**Annotation dataset entries**
"""

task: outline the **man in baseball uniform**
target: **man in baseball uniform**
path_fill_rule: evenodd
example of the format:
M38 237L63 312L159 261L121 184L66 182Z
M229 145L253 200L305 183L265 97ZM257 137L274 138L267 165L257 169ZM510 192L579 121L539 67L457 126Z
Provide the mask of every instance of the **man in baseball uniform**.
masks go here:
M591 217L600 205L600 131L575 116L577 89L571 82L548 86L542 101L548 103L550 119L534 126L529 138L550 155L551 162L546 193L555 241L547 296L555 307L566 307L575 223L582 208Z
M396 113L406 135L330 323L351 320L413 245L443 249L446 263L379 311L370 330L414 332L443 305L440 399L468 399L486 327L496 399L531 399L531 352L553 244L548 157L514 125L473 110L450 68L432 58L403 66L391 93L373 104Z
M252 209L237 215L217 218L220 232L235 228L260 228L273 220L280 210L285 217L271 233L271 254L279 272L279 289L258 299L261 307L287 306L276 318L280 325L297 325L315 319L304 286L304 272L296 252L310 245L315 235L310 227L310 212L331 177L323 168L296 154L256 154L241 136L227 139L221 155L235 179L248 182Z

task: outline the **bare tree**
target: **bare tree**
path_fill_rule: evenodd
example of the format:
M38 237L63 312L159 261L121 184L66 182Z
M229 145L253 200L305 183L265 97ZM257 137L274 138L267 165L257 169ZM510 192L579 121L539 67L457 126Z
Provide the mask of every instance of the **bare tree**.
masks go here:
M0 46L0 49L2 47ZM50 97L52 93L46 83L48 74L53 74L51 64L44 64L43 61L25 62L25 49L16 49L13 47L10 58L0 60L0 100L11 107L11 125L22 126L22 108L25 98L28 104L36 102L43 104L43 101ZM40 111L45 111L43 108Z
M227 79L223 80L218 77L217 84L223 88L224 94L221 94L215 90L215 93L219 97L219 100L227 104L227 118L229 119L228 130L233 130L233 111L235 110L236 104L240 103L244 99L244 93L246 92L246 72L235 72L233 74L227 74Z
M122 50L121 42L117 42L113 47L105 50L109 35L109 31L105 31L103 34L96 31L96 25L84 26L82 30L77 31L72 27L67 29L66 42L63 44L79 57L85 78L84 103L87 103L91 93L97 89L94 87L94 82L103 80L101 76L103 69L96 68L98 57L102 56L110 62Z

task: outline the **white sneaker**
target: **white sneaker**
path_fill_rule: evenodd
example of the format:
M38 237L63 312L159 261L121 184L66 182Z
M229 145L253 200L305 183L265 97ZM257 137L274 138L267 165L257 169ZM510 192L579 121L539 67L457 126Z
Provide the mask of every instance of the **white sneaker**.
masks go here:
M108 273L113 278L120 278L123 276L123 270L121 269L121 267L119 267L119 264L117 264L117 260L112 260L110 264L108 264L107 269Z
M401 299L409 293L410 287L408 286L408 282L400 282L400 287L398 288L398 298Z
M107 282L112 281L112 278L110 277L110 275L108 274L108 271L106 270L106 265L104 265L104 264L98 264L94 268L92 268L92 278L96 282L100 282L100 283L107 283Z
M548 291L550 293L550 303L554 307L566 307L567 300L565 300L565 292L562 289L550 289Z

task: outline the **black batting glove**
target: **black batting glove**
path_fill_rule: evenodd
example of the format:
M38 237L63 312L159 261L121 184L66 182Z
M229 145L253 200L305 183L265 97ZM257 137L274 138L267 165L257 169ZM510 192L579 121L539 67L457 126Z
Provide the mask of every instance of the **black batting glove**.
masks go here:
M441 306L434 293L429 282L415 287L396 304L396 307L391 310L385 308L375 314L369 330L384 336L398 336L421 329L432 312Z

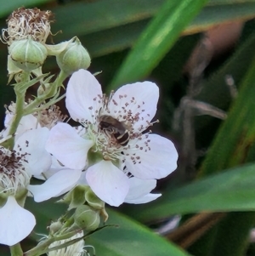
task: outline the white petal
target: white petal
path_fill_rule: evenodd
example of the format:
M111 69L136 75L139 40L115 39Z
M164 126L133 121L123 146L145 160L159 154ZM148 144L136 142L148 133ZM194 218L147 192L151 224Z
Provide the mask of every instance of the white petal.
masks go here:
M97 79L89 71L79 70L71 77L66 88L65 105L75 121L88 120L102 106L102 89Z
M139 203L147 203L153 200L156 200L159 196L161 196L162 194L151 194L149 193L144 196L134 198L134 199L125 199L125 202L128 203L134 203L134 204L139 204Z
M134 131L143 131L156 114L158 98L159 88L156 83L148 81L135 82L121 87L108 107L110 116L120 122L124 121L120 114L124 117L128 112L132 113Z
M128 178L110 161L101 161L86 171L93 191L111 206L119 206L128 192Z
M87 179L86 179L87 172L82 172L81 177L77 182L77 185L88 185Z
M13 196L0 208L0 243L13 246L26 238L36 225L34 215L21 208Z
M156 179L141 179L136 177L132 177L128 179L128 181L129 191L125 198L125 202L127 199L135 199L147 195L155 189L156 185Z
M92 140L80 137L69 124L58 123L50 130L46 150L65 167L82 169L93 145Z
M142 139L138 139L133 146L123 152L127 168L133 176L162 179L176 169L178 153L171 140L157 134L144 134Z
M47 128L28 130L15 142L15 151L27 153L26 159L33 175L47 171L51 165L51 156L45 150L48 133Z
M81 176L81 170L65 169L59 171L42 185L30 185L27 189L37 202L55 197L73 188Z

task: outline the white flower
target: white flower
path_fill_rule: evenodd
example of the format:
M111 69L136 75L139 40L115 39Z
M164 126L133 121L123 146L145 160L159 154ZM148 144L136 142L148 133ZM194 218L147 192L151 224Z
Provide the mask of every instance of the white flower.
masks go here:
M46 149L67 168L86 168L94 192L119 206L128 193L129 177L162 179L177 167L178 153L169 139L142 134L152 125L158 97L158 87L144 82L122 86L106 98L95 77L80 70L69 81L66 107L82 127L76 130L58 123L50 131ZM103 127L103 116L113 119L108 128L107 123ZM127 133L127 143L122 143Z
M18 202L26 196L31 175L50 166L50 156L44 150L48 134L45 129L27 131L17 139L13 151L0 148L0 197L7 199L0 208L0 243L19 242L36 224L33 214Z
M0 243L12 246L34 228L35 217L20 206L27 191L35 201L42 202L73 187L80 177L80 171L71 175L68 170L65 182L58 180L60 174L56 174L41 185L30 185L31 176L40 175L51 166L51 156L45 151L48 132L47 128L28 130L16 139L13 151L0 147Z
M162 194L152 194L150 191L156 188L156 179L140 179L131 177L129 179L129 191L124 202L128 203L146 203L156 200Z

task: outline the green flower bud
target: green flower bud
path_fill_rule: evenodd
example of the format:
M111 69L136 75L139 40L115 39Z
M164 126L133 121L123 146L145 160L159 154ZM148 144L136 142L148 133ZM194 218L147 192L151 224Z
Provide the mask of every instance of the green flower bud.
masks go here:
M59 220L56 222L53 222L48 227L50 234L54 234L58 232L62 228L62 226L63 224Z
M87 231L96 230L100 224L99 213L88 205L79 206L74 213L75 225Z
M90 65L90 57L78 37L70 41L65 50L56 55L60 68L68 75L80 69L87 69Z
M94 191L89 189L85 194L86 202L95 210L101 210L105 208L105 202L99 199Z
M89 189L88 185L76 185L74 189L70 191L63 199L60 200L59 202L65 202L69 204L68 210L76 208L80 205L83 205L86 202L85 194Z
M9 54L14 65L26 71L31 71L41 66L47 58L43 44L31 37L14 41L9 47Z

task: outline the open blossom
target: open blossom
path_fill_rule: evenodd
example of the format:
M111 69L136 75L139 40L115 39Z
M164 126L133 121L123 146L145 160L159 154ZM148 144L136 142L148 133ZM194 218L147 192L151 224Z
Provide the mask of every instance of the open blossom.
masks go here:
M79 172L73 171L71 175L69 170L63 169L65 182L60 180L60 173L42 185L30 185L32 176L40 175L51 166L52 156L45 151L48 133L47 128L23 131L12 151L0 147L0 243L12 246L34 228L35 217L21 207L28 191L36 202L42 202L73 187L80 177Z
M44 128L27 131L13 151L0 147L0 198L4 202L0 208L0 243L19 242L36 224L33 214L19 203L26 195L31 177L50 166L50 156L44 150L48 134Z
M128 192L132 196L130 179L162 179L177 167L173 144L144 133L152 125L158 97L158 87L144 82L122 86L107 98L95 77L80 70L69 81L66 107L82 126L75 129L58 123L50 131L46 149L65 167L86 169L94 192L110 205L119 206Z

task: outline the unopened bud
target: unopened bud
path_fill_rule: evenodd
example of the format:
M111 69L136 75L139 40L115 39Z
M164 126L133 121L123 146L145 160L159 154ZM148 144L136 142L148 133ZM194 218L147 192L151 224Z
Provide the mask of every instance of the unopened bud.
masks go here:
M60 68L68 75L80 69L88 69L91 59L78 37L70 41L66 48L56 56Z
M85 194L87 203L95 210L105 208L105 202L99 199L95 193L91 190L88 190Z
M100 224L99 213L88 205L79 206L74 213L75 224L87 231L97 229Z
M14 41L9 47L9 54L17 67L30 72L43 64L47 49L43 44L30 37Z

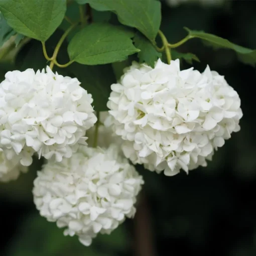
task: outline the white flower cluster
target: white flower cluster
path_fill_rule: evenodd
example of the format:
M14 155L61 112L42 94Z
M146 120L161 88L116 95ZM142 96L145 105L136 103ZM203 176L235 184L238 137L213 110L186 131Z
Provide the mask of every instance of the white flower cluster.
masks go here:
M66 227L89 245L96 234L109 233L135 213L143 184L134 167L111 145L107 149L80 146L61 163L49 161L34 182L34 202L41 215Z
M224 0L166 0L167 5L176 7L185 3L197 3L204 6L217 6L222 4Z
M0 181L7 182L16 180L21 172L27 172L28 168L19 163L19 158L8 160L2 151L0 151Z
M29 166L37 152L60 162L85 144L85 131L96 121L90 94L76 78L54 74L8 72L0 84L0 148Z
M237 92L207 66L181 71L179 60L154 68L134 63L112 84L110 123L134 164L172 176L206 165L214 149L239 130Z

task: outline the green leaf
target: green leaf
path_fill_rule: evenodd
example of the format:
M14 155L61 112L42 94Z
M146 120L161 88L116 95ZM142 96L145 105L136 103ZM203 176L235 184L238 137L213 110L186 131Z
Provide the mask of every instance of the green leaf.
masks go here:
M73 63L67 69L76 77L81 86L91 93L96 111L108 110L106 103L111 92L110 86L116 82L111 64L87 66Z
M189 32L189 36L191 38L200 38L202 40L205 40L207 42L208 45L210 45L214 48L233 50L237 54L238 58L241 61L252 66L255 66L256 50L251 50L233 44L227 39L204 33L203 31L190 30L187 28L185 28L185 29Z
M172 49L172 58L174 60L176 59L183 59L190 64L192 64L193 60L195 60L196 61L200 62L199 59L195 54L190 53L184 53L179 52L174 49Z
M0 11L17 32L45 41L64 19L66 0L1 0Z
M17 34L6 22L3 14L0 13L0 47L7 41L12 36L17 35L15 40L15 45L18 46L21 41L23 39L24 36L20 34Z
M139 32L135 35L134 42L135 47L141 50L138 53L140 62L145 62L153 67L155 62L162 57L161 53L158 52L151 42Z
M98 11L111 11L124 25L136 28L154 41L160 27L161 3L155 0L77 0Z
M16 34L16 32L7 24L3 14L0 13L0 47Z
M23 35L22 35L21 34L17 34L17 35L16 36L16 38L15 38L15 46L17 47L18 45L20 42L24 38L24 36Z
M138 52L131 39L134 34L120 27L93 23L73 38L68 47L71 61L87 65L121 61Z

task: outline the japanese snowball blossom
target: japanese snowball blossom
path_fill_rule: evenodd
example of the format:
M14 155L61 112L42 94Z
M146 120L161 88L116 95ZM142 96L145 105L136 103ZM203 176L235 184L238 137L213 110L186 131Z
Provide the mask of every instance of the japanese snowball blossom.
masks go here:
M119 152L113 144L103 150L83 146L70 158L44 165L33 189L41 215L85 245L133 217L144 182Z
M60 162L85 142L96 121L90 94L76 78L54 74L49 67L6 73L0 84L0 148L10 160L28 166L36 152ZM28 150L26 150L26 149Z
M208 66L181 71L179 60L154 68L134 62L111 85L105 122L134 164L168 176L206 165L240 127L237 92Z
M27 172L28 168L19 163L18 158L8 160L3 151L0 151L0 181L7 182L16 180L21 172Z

"""

**Exercise prompt**
Present the lines of the listing from its first line through the line containing "Provide the mask of every instance of the **man", both included, as a Markdown table with the columns Line and Content. Number each line in Line, and omit any blank lines.

**Reply to the exercise**
| Line | Content |
|---|---|
| 1 | task: outline the **man in baseball uniform** |
| 2 | target: **man in baseball uniform** |
| 3 | path_fill_rule: evenodd |
| 4 | example of the format: |
| 5 | M38 237L63 312L159 261L121 184L66 182Z |
| 6 | M229 145L253 200L305 183L265 97ZM257 137L274 138L267 165L257 169ZM510 192L579 121L539 67L457 126Z |
| 7 | Provide the mask of every instance of the **man in baseball uniform**. |